**WRITTEN TASK 1**
In the passage on dark pools, on what date did ASIC release its new market integrity rules on dark liquidity and high frequency trading?

It may come as a surprise to many retail investors, but not all trades in listed securities take place on the so-called ‘lit’ public exchanges, such as the ASX. Increasingly, they are moving to the ‘unlit’ markets, or dark pools, and if you hold managed funds with a large portfolio manager, this could be good or bad, depending on who you listen to. Supporters argue that execution is improved and costs are reduced, to everyone’s benefit and the efficiency of the market. Opponents point to the lack of transparency.

Dark pools are as mysterious to many as the name evokes, and the Australian Securities and Investments Commission (ASIC) is watching. On 12 August 2013, ASIC released new market integrity rules on dark liquidity and high frequency trading. ASIC said, “These final rules aim to improve the transparency and integrity of crossing systems and strengthen the requirements for market participants to deter market manipulation.”

A dark pool is an off-market exchange that allows traders to buy and sell large orders without revealing their identity. The primary purpose is to minimise the market impact of an order by not revealing quotes to the market. In theory, they allow institutions to minimise information leakage and execute more efficiently. Most dark pool liquidity is block trades away from centralised exchanges such as the ASX.

**WRITTEN TASK 2**
In the rows, rewrite the lines from the one with "Provide an outline for every instance of the **white" to the one with "Now the **white", changing "white sky" to "overcast sky" and keeping everything else the same. Return only those lines.

**SUPPLIED MATERIAL**
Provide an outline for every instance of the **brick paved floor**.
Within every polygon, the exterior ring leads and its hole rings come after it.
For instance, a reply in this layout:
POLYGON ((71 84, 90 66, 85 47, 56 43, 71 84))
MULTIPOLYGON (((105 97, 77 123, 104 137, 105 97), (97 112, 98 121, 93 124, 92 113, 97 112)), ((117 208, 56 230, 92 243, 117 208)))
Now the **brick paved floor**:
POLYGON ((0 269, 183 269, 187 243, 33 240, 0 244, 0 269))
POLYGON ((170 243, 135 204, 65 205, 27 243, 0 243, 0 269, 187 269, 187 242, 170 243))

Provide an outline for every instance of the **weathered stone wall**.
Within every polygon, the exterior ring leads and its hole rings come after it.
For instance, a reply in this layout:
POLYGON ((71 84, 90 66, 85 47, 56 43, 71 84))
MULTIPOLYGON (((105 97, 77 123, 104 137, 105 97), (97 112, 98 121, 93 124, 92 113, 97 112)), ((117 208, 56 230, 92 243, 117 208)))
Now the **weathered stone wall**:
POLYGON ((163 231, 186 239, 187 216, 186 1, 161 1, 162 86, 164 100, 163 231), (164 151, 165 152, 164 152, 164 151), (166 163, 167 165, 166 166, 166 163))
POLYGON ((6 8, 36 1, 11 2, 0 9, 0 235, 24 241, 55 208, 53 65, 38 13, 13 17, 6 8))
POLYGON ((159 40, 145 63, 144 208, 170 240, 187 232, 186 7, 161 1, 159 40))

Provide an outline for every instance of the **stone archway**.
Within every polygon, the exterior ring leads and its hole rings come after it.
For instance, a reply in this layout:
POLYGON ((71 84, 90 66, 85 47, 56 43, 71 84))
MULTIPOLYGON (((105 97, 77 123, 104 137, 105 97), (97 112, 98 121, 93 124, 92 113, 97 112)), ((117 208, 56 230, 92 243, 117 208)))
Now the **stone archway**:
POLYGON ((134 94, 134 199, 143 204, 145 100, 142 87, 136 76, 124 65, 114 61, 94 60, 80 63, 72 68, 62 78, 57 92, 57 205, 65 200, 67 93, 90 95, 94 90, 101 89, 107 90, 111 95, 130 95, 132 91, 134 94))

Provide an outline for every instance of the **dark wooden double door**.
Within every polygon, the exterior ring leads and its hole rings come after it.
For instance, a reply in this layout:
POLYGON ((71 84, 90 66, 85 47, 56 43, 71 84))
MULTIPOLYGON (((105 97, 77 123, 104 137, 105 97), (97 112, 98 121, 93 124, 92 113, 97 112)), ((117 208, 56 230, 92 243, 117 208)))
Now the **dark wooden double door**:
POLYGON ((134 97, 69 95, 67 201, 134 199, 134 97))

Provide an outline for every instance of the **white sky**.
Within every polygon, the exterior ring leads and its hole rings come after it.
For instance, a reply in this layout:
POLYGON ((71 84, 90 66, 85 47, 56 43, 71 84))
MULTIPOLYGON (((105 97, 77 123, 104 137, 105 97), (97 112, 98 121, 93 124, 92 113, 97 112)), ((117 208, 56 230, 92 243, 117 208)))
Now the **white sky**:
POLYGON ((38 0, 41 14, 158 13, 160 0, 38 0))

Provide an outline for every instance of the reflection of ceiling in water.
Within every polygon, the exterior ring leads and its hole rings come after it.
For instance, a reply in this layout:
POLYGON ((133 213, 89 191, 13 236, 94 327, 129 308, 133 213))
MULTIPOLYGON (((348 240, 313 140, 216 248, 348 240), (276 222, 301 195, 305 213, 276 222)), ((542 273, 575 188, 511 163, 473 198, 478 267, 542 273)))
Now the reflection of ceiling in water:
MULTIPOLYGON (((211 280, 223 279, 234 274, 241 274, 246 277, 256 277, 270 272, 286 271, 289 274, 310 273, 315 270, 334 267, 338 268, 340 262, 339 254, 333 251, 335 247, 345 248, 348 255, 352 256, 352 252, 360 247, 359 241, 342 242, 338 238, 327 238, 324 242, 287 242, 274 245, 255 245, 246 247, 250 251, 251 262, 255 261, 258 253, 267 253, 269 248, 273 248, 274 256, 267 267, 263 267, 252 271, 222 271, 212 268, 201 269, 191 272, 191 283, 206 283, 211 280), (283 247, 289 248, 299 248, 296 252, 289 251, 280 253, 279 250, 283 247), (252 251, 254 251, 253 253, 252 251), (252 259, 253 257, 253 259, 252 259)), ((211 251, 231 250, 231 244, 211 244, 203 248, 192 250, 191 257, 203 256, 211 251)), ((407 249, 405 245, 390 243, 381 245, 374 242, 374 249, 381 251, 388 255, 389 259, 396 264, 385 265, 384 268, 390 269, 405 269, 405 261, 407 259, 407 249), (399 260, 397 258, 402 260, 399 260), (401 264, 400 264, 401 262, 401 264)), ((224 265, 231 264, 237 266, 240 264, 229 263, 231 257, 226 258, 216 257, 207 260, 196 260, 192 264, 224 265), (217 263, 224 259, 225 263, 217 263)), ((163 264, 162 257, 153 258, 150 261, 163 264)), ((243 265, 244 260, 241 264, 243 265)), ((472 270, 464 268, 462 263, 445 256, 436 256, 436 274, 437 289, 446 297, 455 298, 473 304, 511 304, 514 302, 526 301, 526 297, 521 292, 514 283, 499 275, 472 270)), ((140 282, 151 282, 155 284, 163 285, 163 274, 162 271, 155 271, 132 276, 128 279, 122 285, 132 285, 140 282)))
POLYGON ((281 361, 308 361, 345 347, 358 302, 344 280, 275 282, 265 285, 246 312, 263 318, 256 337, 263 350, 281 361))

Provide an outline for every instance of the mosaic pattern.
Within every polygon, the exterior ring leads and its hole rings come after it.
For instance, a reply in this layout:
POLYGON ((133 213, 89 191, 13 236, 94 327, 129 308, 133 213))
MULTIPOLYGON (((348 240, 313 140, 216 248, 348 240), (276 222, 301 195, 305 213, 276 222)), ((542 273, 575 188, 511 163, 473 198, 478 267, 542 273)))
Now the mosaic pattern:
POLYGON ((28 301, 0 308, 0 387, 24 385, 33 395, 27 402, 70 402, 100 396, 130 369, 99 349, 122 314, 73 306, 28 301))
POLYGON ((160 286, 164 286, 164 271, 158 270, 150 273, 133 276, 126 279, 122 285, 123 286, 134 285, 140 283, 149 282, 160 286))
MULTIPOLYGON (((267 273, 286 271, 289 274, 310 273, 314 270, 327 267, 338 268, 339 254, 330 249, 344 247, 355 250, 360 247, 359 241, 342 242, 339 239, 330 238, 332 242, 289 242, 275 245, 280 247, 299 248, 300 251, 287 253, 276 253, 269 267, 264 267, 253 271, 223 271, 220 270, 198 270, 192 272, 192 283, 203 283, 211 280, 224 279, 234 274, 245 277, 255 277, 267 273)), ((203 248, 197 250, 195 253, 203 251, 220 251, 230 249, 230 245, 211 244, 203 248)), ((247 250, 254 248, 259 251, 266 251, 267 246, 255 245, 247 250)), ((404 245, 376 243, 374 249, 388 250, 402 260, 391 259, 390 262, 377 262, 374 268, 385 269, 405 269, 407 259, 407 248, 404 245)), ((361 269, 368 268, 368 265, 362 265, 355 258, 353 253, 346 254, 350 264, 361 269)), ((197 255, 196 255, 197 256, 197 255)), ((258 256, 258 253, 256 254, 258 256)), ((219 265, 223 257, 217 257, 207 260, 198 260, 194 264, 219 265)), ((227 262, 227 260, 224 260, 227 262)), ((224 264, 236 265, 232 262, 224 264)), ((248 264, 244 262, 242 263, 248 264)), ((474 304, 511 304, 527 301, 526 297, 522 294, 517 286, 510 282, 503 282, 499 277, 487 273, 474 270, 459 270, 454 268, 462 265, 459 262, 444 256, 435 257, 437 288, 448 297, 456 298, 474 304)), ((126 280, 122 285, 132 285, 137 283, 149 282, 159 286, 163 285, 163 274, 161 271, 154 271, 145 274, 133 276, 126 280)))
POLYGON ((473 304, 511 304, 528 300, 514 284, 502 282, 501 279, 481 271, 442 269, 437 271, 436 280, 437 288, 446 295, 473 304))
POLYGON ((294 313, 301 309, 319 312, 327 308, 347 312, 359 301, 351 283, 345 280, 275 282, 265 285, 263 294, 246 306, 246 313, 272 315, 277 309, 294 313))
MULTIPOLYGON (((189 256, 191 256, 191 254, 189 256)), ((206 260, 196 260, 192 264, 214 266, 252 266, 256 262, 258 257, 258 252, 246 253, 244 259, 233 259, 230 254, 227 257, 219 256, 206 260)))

**FULL OUTPUT 1**
12 August 2013

**FULL OUTPUT 2**
Provide an outline for every instance of the **overcast sky**.
Within every polygon, the exterior ring leads and its hole rings come after it.
For instance, a reply in this layout:
POLYGON ((71 84, 90 66, 85 47, 56 43, 71 84))
MULTIPOLYGON (((105 97, 77 123, 104 137, 105 97), (97 112, 98 121, 93 124, 92 113, 97 112)), ((117 208, 56 230, 92 243, 117 208)))
Now the **overcast sky**:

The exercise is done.